## Problem:
Determine how many lines in the entries below hold "sandstone". Respond with that number only.

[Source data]
'''

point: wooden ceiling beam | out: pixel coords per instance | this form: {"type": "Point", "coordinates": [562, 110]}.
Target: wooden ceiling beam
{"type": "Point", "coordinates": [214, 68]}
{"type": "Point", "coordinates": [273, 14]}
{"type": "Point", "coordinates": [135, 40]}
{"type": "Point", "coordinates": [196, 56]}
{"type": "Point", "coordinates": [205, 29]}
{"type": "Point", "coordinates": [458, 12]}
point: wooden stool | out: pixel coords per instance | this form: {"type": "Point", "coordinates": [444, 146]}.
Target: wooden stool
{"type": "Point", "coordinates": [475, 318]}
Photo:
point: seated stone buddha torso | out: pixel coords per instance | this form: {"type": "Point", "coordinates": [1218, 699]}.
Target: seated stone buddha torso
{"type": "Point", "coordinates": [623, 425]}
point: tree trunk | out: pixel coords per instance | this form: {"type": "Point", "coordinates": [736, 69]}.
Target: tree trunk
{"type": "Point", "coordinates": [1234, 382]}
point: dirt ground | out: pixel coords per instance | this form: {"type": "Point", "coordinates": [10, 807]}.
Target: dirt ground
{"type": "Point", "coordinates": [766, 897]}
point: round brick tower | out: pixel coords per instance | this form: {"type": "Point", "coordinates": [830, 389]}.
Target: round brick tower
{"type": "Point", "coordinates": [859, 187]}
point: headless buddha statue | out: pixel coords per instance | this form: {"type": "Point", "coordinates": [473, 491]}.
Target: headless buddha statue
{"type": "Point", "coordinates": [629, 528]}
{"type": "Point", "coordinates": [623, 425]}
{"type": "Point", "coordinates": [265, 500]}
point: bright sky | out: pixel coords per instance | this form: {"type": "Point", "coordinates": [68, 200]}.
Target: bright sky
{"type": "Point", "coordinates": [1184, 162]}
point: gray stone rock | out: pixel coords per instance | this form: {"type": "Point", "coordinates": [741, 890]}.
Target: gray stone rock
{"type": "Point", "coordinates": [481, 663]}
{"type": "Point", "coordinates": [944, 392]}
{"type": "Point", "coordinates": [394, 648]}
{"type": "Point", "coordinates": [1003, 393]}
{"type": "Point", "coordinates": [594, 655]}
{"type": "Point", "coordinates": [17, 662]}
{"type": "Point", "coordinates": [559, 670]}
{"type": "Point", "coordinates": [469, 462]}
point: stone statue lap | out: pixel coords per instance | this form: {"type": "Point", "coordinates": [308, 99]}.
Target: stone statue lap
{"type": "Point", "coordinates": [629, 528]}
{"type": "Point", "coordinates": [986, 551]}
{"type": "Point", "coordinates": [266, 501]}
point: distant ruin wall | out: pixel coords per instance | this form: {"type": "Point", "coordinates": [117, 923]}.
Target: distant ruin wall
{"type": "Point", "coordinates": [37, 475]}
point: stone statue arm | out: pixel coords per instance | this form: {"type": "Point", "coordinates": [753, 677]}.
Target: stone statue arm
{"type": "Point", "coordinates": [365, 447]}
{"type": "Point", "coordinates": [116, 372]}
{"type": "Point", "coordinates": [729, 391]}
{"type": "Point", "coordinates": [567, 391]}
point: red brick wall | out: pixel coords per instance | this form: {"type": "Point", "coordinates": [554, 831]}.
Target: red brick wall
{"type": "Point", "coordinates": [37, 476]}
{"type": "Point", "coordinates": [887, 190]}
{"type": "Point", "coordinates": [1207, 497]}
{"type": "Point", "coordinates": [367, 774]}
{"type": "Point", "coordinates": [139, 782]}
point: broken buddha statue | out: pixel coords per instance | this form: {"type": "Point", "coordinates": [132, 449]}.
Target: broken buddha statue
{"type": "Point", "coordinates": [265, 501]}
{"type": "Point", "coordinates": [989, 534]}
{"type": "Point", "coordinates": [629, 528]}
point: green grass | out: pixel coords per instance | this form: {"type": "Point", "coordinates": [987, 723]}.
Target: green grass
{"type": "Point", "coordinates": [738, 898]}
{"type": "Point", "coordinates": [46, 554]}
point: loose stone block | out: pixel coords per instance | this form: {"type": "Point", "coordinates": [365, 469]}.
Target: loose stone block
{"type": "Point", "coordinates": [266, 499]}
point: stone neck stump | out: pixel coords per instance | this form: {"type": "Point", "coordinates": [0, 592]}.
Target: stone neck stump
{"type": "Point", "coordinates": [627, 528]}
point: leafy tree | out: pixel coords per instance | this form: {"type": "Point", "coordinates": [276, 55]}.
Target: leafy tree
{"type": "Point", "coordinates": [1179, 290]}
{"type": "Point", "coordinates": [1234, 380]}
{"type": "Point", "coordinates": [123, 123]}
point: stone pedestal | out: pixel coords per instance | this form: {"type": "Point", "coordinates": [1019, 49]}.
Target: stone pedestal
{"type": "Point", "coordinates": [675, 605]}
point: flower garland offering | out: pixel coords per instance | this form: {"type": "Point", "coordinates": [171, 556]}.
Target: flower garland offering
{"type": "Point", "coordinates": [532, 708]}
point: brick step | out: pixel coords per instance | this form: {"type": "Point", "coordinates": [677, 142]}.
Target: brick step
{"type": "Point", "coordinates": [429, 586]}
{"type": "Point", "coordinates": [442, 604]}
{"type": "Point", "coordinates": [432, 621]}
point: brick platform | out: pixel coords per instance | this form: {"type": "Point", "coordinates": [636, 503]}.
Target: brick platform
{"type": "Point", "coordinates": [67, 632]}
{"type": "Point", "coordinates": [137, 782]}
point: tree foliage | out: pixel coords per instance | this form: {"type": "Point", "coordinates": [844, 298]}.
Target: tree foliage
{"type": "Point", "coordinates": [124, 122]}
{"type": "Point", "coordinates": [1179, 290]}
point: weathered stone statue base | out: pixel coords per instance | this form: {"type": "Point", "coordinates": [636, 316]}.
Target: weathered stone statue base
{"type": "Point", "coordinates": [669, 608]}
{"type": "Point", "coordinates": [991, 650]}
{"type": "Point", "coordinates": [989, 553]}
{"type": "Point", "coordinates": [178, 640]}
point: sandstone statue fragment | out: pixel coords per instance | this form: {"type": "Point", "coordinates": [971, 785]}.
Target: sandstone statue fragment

'''

## Answer for this exercise:
2